How do the lines below between the ones holding "Query: bare shoulder" and "Query: man in white shirt", inclusive, read? Give them again exactly, with no other lines.

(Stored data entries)
▽

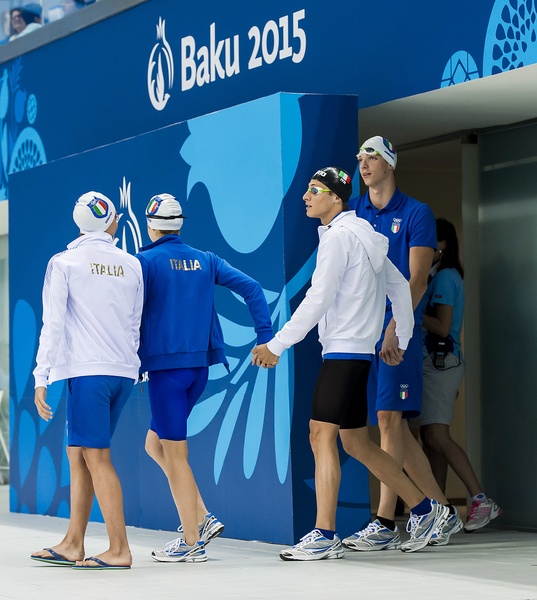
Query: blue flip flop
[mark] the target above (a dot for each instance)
(53, 559)
(100, 566)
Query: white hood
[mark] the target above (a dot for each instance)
(375, 244)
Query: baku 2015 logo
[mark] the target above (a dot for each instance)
(160, 69)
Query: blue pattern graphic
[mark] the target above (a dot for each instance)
(21, 146)
(461, 67)
(511, 36)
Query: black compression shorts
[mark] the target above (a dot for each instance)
(340, 395)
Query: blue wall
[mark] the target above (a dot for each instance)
(241, 172)
(133, 74)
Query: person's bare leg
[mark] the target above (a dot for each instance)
(441, 447)
(418, 468)
(358, 444)
(323, 440)
(392, 442)
(154, 449)
(81, 500)
(110, 497)
(183, 487)
(439, 466)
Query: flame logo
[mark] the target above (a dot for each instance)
(131, 236)
(156, 88)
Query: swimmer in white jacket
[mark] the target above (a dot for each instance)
(92, 306)
(347, 300)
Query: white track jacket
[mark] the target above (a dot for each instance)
(347, 297)
(92, 305)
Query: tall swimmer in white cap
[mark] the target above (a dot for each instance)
(92, 306)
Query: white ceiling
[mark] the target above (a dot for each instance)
(423, 120)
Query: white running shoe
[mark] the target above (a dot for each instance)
(481, 514)
(210, 528)
(374, 537)
(453, 525)
(422, 527)
(179, 551)
(314, 546)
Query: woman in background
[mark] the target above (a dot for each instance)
(443, 371)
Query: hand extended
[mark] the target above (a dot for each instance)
(43, 408)
(390, 352)
(392, 356)
(263, 357)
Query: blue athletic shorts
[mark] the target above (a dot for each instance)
(172, 395)
(397, 388)
(94, 403)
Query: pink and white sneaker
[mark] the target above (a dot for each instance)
(481, 514)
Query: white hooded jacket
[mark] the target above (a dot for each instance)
(347, 297)
(92, 306)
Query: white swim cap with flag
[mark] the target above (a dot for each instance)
(93, 212)
(381, 146)
(164, 213)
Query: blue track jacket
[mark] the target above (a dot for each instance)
(180, 326)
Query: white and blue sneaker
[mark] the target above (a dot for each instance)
(374, 537)
(453, 525)
(209, 528)
(179, 551)
(314, 546)
(422, 527)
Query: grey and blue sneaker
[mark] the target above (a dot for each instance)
(452, 525)
(374, 537)
(314, 546)
(210, 528)
(179, 551)
(422, 527)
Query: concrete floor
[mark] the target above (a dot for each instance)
(489, 564)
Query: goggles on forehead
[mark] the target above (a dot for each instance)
(166, 218)
(368, 150)
(317, 190)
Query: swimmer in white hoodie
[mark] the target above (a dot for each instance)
(347, 300)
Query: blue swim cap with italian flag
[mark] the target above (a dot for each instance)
(93, 212)
(337, 180)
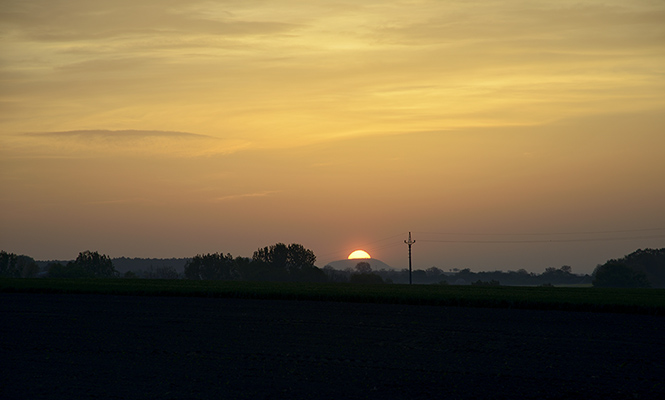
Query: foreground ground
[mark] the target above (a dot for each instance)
(102, 346)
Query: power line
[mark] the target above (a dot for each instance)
(547, 240)
(541, 233)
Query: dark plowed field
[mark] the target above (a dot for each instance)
(124, 347)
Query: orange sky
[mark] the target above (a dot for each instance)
(169, 128)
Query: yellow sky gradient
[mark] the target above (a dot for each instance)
(170, 128)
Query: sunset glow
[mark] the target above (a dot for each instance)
(359, 254)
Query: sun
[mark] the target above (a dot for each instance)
(358, 254)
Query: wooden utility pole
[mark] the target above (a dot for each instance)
(410, 242)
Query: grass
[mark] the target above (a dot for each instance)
(638, 301)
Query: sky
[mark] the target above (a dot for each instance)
(503, 134)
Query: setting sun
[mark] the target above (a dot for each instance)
(359, 254)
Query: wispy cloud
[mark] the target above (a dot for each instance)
(127, 142)
(246, 195)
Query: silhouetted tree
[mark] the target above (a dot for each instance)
(212, 266)
(649, 261)
(617, 274)
(282, 262)
(95, 264)
(17, 266)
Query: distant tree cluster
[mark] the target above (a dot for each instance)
(88, 264)
(434, 275)
(295, 263)
(17, 266)
(642, 268)
(279, 262)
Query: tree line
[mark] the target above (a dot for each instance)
(295, 263)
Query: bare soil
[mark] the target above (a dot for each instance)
(55, 346)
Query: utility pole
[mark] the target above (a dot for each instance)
(410, 242)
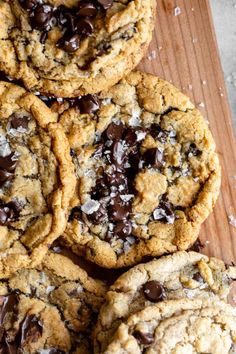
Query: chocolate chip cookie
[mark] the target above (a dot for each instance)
(178, 276)
(49, 309)
(71, 48)
(148, 174)
(177, 327)
(36, 178)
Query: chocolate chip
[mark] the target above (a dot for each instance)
(8, 304)
(84, 27)
(43, 37)
(5, 176)
(154, 291)
(19, 122)
(114, 131)
(88, 104)
(143, 338)
(29, 4)
(158, 133)
(154, 158)
(122, 228)
(75, 214)
(31, 330)
(106, 4)
(86, 9)
(8, 163)
(98, 151)
(41, 17)
(119, 152)
(119, 210)
(69, 43)
(9, 212)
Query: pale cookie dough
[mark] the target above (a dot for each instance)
(178, 327)
(36, 179)
(49, 309)
(69, 48)
(148, 173)
(181, 275)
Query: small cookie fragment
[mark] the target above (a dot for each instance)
(148, 173)
(72, 48)
(49, 309)
(36, 179)
(180, 326)
(183, 275)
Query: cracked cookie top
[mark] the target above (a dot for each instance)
(148, 174)
(68, 48)
(49, 309)
(183, 275)
(176, 327)
(36, 178)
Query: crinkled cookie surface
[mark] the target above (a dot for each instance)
(36, 179)
(68, 48)
(183, 275)
(49, 309)
(148, 174)
(176, 327)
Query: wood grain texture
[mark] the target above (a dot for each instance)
(187, 55)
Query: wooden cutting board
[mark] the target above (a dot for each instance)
(184, 51)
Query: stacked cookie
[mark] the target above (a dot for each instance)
(102, 167)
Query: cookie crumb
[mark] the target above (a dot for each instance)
(177, 11)
(201, 104)
(152, 55)
(232, 220)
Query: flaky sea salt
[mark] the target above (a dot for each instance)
(232, 220)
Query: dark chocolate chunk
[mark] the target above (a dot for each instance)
(88, 104)
(8, 163)
(84, 27)
(5, 176)
(86, 9)
(143, 338)
(8, 304)
(106, 4)
(75, 214)
(41, 17)
(119, 153)
(154, 158)
(122, 228)
(19, 122)
(29, 5)
(115, 131)
(154, 291)
(31, 330)
(69, 43)
(43, 37)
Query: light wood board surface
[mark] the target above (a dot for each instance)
(187, 55)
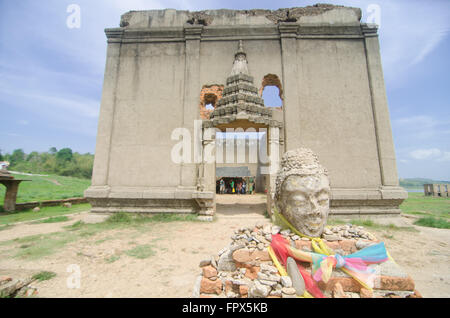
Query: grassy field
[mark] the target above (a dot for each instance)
(434, 211)
(419, 204)
(54, 212)
(51, 187)
(37, 246)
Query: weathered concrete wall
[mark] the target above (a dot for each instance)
(334, 102)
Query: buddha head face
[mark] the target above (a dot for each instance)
(302, 192)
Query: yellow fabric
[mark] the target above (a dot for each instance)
(282, 271)
(319, 246)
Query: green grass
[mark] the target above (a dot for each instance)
(368, 223)
(141, 251)
(419, 204)
(53, 219)
(44, 275)
(435, 211)
(433, 222)
(38, 246)
(5, 227)
(112, 259)
(51, 211)
(52, 187)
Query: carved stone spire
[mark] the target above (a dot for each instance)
(240, 99)
(240, 61)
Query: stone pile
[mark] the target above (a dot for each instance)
(245, 269)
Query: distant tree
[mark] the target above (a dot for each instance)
(53, 150)
(17, 156)
(64, 154)
(33, 156)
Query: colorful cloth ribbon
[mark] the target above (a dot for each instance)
(322, 265)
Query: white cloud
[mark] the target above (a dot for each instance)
(430, 154)
(445, 157)
(434, 40)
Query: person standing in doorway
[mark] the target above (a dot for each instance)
(222, 186)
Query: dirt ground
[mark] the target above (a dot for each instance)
(179, 247)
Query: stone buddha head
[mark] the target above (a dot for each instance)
(302, 191)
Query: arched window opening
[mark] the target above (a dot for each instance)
(271, 91)
(271, 96)
(209, 96)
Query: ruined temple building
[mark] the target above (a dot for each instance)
(164, 66)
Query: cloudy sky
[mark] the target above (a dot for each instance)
(51, 75)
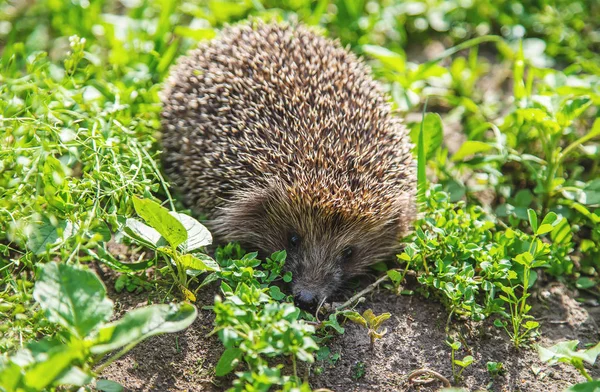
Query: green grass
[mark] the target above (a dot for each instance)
(519, 84)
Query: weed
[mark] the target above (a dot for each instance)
(176, 236)
(370, 321)
(254, 326)
(494, 369)
(456, 363)
(358, 371)
(75, 300)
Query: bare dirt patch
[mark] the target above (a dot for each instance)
(415, 339)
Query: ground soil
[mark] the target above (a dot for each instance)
(415, 339)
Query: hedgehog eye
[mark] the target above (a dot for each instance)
(294, 240)
(347, 253)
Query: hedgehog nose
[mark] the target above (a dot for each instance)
(305, 300)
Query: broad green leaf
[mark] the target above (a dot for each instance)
(44, 373)
(228, 361)
(470, 147)
(197, 235)
(142, 323)
(191, 262)
(105, 257)
(276, 293)
(550, 219)
(46, 234)
(72, 297)
(561, 234)
(590, 354)
(544, 228)
(532, 219)
(394, 275)
(10, 375)
(142, 233)
(159, 218)
(466, 361)
(590, 194)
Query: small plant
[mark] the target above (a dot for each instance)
(566, 352)
(456, 363)
(494, 368)
(254, 326)
(522, 325)
(75, 300)
(358, 370)
(176, 237)
(370, 321)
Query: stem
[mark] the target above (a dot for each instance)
(420, 372)
(118, 355)
(295, 369)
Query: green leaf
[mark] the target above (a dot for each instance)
(44, 373)
(355, 317)
(433, 134)
(466, 361)
(10, 376)
(561, 234)
(194, 263)
(470, 147)
(550, 219)
(142, 323)
(389, 59)
(394, 276)
(544, 228)
(159, 218)
(72, 297)
(198, 236)
(421, 161)
(74, 376)
(276, 293)
(46, 234)
(228, 361)
(590, 354)
(142, 233)
(533, 222)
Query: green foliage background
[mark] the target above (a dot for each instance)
(79, 127)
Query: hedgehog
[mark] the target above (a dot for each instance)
(284, 141)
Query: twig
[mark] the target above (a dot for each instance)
(432, 373)
(364, 291)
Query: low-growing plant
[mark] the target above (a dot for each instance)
(370, 321)
(566, 352)
(521, 322)
(494, 368)
(75, 300)
(177, 237)
(458, 366)
(479, 269)
(255, 326)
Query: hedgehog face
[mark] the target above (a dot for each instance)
(324, 246)
(332, 251)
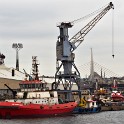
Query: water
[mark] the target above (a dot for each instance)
(109, 117)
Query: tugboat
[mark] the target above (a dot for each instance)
(34, 99)
(87, 105)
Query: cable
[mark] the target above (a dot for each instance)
(113, 34)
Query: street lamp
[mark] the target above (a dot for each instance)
(17, 47)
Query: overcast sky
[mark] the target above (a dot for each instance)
(33, 23)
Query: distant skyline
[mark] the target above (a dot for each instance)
(33, 23)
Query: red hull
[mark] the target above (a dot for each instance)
(117, 97)
(19, 110)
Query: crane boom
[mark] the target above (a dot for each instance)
(77, 39)
(65, 56)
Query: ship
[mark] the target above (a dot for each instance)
(34, 99)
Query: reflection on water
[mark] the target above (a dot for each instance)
(109, 117)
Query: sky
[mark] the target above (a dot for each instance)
(34, 24)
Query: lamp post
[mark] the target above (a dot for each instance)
(17, 47)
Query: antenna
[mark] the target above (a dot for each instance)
(17, 47)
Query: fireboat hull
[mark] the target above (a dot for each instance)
(9, 110)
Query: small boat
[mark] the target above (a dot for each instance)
(87, 107)
(116, 96)
(34, 100)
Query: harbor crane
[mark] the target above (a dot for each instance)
(64, 52)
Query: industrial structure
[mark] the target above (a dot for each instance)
(17, 47)
(65, 56)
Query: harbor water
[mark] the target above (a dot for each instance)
(107, 117)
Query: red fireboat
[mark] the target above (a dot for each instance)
(34, 100)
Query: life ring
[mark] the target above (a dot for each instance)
(82, 102)
(8, 115)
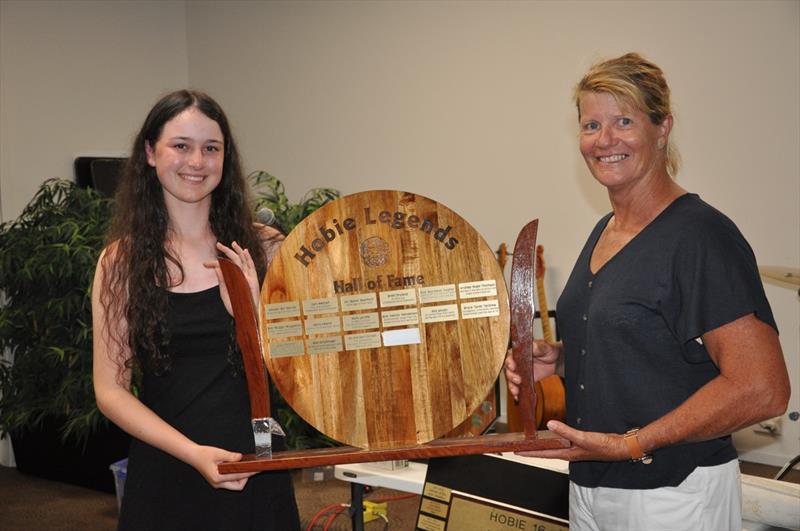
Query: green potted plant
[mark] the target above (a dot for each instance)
(47, 261)
(270, 193)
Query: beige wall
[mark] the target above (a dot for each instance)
(77, 78)
(465, 102)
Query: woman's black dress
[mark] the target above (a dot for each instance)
(204, 396)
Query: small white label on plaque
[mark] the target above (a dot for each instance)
(400, 317)
(284, 329)
(318, 345)
(482, 288)
(405, 336)
(315, 306)
(365, 301)
(399, 297)
(323, 325)
(360, 341)
(279, 310)
(446, 292)
(472, 310)
(438, 314)
(360, 321)
(284, 349)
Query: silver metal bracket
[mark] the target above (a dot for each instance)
(263, 429)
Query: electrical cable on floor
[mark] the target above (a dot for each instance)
(324, 510)
(339, 510)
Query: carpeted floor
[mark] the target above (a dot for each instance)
(28, 503)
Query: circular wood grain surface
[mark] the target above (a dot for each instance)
(384, 319)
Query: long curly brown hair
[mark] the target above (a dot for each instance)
(135, 273)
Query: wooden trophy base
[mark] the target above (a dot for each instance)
(484, 444)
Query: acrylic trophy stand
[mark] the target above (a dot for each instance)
(253, 345)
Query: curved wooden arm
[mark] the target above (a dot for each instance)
(522, 310)
(247, 337)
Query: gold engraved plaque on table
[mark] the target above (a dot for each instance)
(404, 315)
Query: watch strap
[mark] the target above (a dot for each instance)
(631, 438)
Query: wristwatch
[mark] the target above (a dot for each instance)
(637, 455)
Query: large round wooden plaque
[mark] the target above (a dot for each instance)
(384, 319)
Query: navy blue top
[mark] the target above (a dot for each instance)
(630, 331)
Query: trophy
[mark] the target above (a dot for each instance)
(384, 321)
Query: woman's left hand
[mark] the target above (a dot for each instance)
(240, 257)
(586, 445)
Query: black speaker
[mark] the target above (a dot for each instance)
(100, 173)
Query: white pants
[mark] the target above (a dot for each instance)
(709, 499)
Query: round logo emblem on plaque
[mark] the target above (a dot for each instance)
(374, 251)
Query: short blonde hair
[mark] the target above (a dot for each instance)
(633, 80)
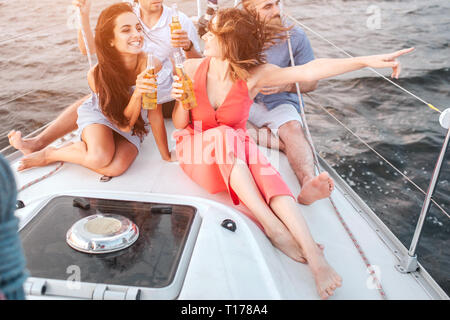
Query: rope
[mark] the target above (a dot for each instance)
(316, 163)
(12, 260)
(371, 69)
(41, 178)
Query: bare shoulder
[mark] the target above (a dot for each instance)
(91, 78)
(191, 65)
(259, 73)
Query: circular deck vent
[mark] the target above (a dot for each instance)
(102, 233)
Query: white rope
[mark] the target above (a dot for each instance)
(371, 69)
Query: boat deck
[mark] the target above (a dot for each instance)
(244, 264)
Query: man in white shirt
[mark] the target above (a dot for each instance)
(155, 18)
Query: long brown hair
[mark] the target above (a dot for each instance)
(243, 37)
(112, 79)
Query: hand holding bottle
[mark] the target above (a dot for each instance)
(145, 84)
(177, 89)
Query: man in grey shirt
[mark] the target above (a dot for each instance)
(277, 109)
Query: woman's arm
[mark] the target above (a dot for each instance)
(133, 109)
(180, 116)
(270, 75)
(85, 7)
(156, 119)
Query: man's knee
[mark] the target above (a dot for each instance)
(290, 128)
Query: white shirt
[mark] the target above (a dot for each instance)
(159, 45)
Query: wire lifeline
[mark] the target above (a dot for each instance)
(316, 164)
(378, 154)
(431, 106)
(41, 178)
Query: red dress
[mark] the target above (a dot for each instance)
(208, 146)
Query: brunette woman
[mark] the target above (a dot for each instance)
(214, 148)
(112, 124)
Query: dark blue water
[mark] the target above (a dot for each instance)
(43, 72)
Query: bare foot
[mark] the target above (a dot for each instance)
(283, 240)
(27, 146)
(35, 159)
(264, 137)
(327, 280)
(317, 188)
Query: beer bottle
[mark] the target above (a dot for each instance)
(188, 99)
(175, 25)
(149, 100)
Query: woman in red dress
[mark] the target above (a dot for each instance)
(214, 148)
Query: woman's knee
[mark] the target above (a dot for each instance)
(99, 157)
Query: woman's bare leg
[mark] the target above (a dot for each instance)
(66, 122)
(327, 280)
(96, 151)
(124, 156)
(242, 182)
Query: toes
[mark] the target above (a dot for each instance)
(324, 295)
(302, 260)
(329, 291)
(331, 184)
(21, 167)
(324, 176)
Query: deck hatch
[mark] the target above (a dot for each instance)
(151, 262)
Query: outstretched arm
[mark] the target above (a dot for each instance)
(85, 8)
(156, 119)
(271, 75)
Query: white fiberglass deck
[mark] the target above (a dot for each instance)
(244, 264)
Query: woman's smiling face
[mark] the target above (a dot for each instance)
(128, 34)
(212, 44)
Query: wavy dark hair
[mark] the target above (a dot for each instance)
(243, 37)
(111, 77)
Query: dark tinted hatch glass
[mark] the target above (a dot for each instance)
(150, 262)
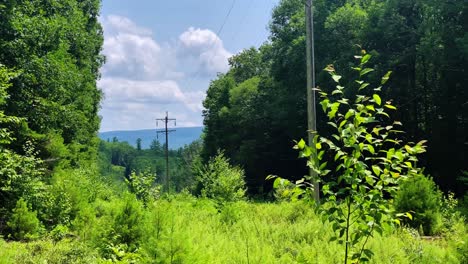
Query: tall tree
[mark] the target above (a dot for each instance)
(56, 46)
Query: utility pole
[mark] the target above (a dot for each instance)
(166, 131)
(311, 115)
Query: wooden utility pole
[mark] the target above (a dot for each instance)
(166, 131)
(311, 115)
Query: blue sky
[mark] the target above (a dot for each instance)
(161, 55)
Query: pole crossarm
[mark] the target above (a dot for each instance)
(166, 131)
(311, 114)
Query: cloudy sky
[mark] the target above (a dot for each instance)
(161, 55)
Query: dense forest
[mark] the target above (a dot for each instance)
(257, 109)
(238, 195)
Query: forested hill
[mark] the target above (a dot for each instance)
(177, 139)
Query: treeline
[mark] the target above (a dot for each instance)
(49, 63)
(257, 109)
(121, 159)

△

§ Result of this task
Query: bare shoulder
[mark] the target above (a dot for each instance)
(91, 78)
(191, 65)
(259, 73)
Query: circular deck vent
[mark] the target above (a dot for each instance)
(102, 233)
Query: white rope
[mark] the target above (a dot for each instance)
(371, 69)
Query: boat deck
[mark] the target above (a dot for each instance)
(244, 264)
Query: man in white shirt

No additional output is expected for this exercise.